++++ Exercise inputs ++++

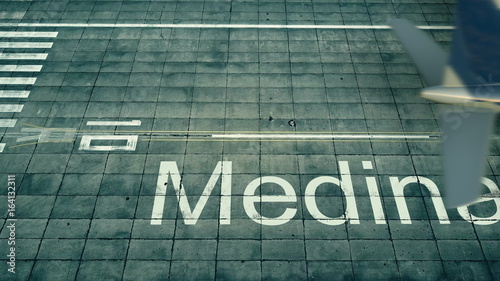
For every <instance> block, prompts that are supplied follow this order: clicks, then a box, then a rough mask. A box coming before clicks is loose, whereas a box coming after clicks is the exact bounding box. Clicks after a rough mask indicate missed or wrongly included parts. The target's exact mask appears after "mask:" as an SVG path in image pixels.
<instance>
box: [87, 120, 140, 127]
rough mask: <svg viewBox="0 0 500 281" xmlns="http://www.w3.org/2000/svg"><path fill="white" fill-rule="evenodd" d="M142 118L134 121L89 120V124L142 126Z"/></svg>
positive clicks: (97, 125) (88, 121) (102, 125)
mask: <svg viewBox="0 0 500 281" xmlns="http://www.w3.org/2000/svg"><path fill="white" fill-rule="evenodd" d="M140 125H141V120H132V121H87V126H140Z"/></svg>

++++

◆ Exercise objective ◆
Rewrite the rows from the start through the line holding "positive clicks: (97, 125)", inclusive, changing "rough mask" to "coarse mask" and leaving everything else as it is. Omit the picture.

◆ Exercise solution ◆
For every <instance> block, prompts that are supplied follow this order: clicks, then a box, then a coarse mask. A box coming before clicks is loose, whereas a box coming after clicks is the exact bounding box. Clicks after a coarse mask indicate missed or wrongly included parts. The target's exact mask appears after "mask:" as an SVG path in image pixels.
<instance>
box: [87, 120, 140, 127]
coarse mask: <svg viewBox="0 0 500 281" xmlns="http://www.w3.org/2000/svg"><path fill="white" fill-rule="evenodd" d="M142 118L134 121L89 120V124L142 126Z"/></svg>
positive clicks: (97, 125) (88, 121) (102, 125)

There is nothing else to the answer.